**Reading passage**
>> Begin

# Small Fire Breaks Out at Rihanna Concert



## venuetech (Jul 9, 2011)

Small Fire Breaks Out at Rihanna Concert
BY MIKE FLEEMAN


Rihanna: Fire Breaks Out at Concert : People.com


> A Rihanna show got a little too hot in Dallas.
> 
> A small fire broke out in the lighting trusses Friday night while she was singing "California King Bed," showering sparks and burning debris onto the stage.


----------



## derekleffew (Jul 9, 2011)

From Rihanna concert ends early in Dallas due to fire - CNN.com :

> CNN affiliate KTVT, citing attendees at the concert, said the fire apparently started from pyrotechnics that were part of the show.
> 
> Dallas Fire-Rescue Captain Johnny Bates said a chair caught on fire, KTVT reported.


If it was a spot chair (the only reason I know for a chair being on a truss), what happened to the operator? Truss spot ops don't normally have portable fire extinguishers, but perhaps they should.


----------



## shiben (Jul 9, 2011)

>> End

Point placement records
>> Begin

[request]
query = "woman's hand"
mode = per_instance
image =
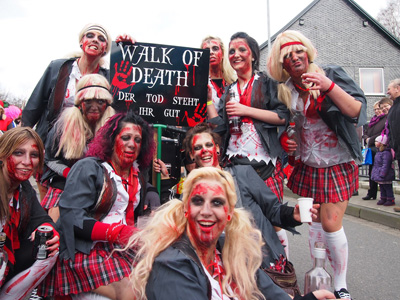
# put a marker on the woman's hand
(317, 81)
(159, 166)
(314, 212)
(234, 108)
(53, 244)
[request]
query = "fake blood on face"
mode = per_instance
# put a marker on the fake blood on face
(204, 150)
(127, 146)
(23, 162)
(207, 213)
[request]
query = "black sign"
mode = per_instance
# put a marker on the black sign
(163, 84)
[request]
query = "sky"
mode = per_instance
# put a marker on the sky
(32, 33)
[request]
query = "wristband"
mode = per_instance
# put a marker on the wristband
(330, 88)
(65, 172)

>> End

**Exercises to complete**
1: List the usernames of everyone who posted in the forum thread about the concert fire.
2: Count the lines of the records that contain the string "query", treating case as significant, and give only the number.
The forum thread and the records come from separate, unrelated sources.

**Task responses**
1: venuetech, derekleffew, shiben

2: 5